(Records drawn from a dataset)

□ □ □ □ □ □ □

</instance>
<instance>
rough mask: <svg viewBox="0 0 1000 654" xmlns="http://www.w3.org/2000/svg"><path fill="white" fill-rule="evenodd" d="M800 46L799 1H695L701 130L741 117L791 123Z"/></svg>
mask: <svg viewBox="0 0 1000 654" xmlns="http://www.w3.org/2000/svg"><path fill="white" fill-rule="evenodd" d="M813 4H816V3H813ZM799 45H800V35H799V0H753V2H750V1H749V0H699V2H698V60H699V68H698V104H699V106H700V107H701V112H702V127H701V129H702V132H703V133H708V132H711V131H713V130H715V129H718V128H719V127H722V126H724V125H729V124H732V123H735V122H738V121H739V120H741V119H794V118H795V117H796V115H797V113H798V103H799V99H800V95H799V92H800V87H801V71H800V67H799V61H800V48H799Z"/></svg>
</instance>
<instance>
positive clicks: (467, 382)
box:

□ □ □ □ □ □ □

◆ WORK INSTRUCTION
Please quote exactly the lines from the one containing "rough mask: <svg" through the last line of the records above, both included, and nothing else.

◆ SOLUTION TO THE PROBLEM
rough mask: <svg viewBox="0 0 1000 654" xmlns="http://www.w3.org/2000/svg"><path fill="white" fill-rule="evenodd" d="M800 46L799 1H695L701 130L741 117L791 123Z"/></svg>
mask: <svg viewBox="0 0 1000 654" xmlns="http://www.w3.org/2000/svg"><path fill="white" fill-rule="evenodd" d="M813 4H816V3H813ZM799 45H800V35H799V0H753V2H750V1H749V0H699V2H698V60H699V68H698V104H699V106H700V107H701V112H702V127H701V129H702V132H703V133H708V132H711V131H713V130H715V129H718V128H719V127H722V126H724V125H729V124H732V123H735V122H738V121H739V120H741V119H794V118H795V117H796V115H797V113H798V103H799V99H800V95H799V92H800V87H801V71H800V67H799V61H800V48H799Z"/></svg>
</instance>
<instance>
positive clicks: (467, 382)
box:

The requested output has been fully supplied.